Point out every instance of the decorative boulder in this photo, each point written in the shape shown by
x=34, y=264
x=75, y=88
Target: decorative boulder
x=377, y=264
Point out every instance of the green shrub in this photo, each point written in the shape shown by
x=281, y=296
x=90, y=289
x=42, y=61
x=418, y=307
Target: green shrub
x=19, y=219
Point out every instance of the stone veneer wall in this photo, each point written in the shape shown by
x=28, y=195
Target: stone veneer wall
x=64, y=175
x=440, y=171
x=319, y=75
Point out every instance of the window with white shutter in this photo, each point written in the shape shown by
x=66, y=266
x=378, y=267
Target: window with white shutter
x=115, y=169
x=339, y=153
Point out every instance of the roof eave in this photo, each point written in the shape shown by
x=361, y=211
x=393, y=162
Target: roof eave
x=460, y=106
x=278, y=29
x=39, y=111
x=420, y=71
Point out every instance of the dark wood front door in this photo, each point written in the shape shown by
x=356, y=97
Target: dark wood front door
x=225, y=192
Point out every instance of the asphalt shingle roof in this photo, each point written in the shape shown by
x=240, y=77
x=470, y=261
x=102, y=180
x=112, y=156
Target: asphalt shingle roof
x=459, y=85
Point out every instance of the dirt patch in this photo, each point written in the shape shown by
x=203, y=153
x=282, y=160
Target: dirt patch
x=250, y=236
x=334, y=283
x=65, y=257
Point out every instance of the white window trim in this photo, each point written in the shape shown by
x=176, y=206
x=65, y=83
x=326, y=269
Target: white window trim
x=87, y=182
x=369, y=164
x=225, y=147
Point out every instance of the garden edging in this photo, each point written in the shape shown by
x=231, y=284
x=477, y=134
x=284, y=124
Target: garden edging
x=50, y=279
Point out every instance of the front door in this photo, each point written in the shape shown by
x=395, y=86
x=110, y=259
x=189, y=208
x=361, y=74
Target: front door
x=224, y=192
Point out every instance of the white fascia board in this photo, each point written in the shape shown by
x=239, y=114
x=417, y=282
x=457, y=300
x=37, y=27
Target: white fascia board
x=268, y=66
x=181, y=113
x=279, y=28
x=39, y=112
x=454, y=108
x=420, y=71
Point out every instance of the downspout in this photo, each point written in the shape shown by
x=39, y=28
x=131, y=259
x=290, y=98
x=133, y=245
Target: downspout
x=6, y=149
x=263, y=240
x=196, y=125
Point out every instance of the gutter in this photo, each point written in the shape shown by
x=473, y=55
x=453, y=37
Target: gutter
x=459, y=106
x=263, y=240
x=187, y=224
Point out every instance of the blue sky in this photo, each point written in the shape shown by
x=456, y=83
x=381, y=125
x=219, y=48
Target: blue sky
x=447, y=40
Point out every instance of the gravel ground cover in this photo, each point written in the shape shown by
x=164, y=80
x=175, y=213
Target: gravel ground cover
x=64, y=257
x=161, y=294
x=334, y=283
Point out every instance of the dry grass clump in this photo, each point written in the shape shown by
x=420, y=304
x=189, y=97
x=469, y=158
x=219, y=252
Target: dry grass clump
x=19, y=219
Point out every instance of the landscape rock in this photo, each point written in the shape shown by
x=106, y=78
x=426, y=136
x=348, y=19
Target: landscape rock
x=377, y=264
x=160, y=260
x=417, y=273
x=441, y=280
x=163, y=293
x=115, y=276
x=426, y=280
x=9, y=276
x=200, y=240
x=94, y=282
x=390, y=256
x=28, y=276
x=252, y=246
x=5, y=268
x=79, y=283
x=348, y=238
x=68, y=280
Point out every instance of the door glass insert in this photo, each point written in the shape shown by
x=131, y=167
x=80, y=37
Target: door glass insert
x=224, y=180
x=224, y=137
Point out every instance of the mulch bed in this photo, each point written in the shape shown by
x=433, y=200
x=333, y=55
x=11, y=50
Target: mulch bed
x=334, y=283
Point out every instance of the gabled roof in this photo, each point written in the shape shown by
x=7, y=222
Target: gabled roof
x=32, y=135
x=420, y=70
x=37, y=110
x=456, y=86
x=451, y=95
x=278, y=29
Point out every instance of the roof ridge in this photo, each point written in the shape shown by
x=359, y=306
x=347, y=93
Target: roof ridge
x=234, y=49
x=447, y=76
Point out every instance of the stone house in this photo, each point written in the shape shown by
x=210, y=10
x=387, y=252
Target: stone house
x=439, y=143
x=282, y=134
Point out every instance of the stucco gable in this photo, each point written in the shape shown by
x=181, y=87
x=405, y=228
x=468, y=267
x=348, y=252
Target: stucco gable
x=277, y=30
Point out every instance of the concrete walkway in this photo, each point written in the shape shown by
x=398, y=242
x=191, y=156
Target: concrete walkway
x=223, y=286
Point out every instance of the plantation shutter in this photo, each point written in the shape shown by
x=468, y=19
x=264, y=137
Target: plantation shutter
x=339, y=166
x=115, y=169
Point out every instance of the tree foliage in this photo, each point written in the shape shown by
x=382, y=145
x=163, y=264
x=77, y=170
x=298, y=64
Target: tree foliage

- Activity -
Above are some records. Copy each of their lines that holds the string "foliage".

- Output of the exercise -
Point out every instance of the tree foliage in this photo, each point written in the shape shown by
Target: tree foliage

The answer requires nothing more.